Testo di partenza =

——————

E ieri come oggi, in una città totalmente priva di strutture sportive e spazi dedicati allo sport, i ragazzi si arrangiavano come meglio potevano, e con mezzi propri. Nascevano quindi improvvisati campetti di calcio, ovunque: S.Croce, Fondo Gesù , il cosiddetto “campo delle poste”, S.Francesco, bar Milone e spiaggia delle Forche.
In questi vissuti e molto frequentati campetti, si organizzavano le nostre partite. Sentite, bellissime, combattute, e spesso interminabili. I limiti erano creati dal numeroso pubblico che andava ad assistere alla gara, tra gli incitamenti generali e la nube di polvere che si alzava al correre dei calciatori.
Per fare la porta bastavano due grandi pietre e la rete era “magicamente” immaginaria. Momenti felici quelli, ma anche di grande discussioni. Il pallone era entrato o aveva preso la traversa interna? Non c’era la rete, figuriamoci la moviola…quindi spazio alla più sfrenata fantasia…e spesso alla legge del “più forte”. Nel senso buono del termine.
I palloni venivano cuciti con lo spago e quando lo colpivi con la testa, doveva andar bene che non ti facevi male. E poi, indimenticabili,le prime scarpette con i chiodi, che quando si consumavano ti flagellavano letteralmente i piedi.
Tra gli spettatori di quei tempi, c’era un gruppo di professionisti del comitato dell’Aia che organizzava i campionati.
La fortuna di questi giovani era però che, tra la miseria, c’erano degli uomini che mettevano a disposizione del calcio tutto il loro impegno e la loro passione.
Semplici operai di famiglie povere, che spendevano parte del loro stipendio per comprare le maglie e portare la squadra in trasferta. Tra questi, figure mitiche e mai dimenticate come Totò Laino, Mimì De Meco, Carlo Turino, Cecè Sellaro, Savoia, Pulli e Bonomo Manfredi e tanti altri.
Uomini che attraverso il calcio hanno avviato il primo processo di prevenzione, in una città dove la strada regnava sovrana, e di conseguenza diventare molto pericolosa.
Questi “eroi” di un tempo che fu, hanno permesso a molti ragazzi di raggiungere obiettivi importanti, ed avviarli a campionati più prestigiosi. Ma anche chi non ha fatto poi carriera è rimasto scolpito nell’immaginario collettivo per il calcio genuino che si praticava in quei campi.
Uno di questi uomini straordinari era indubbiamente Bonomo Manfredi. Un uomo che ha dedicato tutta la sua giovinezza al calcio. Morto di tumore ai polmoni a soli 30 anni, può essere considerato indubbiamente uno dei martiri della Montedison.
La sua vita era scandita dai turni in fabbrica e dagli allenamenti della sua squadra, perché il suo grande sogno era quello di costruire la squadra che avrebbe portato il Crotone a grandi livelli.
Oggi sarebbe stato felicissimo di vedere il Crotone giocare in una serie così importante come la serie B. E sono sicuro che lui e i suoi ragazzi sarebbero stati i protagonisti di questi successi.
Bonomo credeva fortemente nel suo sogno, ed immaginava già le grandi squadre calcare l’erba dello stadio di Crotone. Ricordo come se fosse oggi, di quando ritornò dall’ospedale sulla sedia a rotelle, mi chiese di accompagnarlo a vedere giocare la sua squadra, che segui fino a quando i suoi occhi, non si spensero per sempre. Lui che ha amato i giovani fino all’ultimo respiro. Recita infatti cosi la sua lapide: “Hai vissuto e amato la gioventù, vivi ora l’eterna giovinezza”.

——————

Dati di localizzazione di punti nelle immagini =
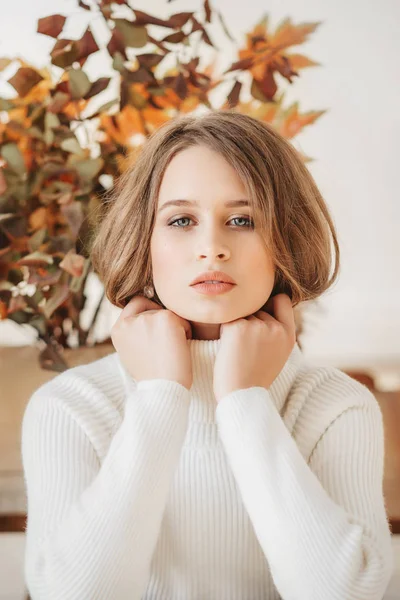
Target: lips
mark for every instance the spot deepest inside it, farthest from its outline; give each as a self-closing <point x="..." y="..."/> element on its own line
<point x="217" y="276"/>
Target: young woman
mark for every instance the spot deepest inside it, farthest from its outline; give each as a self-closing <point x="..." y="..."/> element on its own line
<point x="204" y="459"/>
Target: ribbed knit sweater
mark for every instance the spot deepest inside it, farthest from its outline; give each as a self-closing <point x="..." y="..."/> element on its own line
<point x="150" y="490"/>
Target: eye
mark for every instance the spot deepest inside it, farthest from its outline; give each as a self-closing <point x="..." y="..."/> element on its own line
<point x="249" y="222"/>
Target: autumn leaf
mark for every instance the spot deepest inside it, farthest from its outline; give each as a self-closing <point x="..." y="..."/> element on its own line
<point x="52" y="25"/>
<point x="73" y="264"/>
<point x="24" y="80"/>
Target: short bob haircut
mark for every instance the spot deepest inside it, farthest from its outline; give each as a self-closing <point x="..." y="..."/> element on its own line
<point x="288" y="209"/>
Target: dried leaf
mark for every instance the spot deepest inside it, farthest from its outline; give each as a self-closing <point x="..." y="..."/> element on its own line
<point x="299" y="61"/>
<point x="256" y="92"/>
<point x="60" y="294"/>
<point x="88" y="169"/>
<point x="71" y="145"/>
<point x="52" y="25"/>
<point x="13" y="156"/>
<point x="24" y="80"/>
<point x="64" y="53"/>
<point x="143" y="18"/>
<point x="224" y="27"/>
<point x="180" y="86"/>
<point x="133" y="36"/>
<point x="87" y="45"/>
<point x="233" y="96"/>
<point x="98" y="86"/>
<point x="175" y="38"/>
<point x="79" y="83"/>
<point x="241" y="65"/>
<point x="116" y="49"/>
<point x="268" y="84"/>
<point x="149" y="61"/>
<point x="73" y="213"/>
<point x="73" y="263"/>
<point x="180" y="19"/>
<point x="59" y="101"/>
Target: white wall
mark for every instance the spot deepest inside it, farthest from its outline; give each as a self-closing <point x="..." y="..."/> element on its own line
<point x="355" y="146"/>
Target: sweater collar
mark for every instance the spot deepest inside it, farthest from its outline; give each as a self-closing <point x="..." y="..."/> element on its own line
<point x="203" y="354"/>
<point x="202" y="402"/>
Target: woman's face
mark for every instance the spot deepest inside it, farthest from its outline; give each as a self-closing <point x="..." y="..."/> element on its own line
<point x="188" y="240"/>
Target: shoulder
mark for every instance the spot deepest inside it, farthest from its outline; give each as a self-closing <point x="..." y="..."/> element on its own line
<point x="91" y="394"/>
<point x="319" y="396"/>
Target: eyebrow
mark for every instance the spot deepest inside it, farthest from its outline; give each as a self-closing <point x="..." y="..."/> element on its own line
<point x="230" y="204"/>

——————

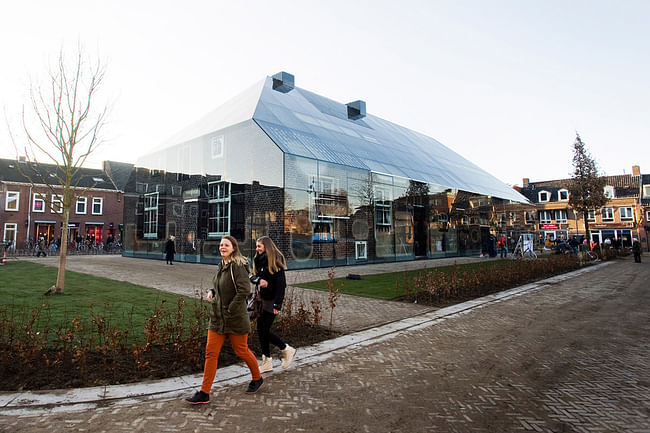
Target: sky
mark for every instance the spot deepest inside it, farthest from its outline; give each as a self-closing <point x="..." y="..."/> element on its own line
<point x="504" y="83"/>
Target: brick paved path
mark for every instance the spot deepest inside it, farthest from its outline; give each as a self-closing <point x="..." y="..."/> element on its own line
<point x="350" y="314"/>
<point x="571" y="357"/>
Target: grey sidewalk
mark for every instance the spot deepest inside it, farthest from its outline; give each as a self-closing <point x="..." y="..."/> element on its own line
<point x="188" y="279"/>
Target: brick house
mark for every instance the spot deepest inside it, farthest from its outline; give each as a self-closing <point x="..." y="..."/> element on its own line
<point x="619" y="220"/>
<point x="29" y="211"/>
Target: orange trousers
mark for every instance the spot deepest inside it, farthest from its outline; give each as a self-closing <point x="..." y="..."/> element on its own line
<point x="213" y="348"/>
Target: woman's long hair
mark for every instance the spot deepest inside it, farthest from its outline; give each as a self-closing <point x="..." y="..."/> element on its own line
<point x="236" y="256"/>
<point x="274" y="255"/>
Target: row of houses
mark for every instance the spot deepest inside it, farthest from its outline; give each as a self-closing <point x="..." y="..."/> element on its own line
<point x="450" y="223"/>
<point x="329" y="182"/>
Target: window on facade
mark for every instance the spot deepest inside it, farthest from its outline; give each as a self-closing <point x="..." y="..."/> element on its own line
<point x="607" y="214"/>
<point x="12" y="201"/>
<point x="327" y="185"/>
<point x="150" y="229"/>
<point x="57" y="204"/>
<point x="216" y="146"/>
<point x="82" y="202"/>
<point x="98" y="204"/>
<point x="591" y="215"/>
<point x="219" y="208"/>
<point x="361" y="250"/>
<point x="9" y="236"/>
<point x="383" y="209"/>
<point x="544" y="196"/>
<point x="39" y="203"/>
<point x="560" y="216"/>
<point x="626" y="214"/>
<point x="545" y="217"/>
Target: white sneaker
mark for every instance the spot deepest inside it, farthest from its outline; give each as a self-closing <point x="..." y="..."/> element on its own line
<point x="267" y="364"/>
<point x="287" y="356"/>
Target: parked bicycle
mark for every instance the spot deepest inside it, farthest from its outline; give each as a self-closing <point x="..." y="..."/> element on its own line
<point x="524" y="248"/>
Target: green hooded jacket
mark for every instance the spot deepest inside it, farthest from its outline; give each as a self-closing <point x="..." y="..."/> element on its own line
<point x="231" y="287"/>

——————

Nota sull'esercizio =
Trascrivi senza modifiche il passo del testo sul calcio a Crotone, partendo dalle parole "I palloni venivano" e fermandoti dopo le parole "e tanti altri.".

Risposta qui sotto =
I palloni venivano cuciti con lo spago e quando lo colpivi con la testa, doveva andar bene che non ti facevi male. E poi, indimenticabili,le prime scarpette con i chiodi, che quando si consumavano ti flagellavano letteralmente i piedi.
Tra gli spettatori di quei tempi, c’era un gruppo di professionisti del comitato dell’Aia che organizzava i campionati.
La fortuna di questi giovani era però che, tra la miseria, c’erano degli uomini che mettevano a disposizione del calcio tutto il loro impegno e la loro passione.
Semplici operai di famiglie povere, che spendevano parte del loro stipendio per comprare le maglie e portare la squadra in trasferta. Tra questi, figure mitiche e mai dimenticate come Totò Laino, Mimì De Meco, Carlo Turino, Cecè Sellaro, Savoia, Pulli e Bonomo Manfredi e tanti altri.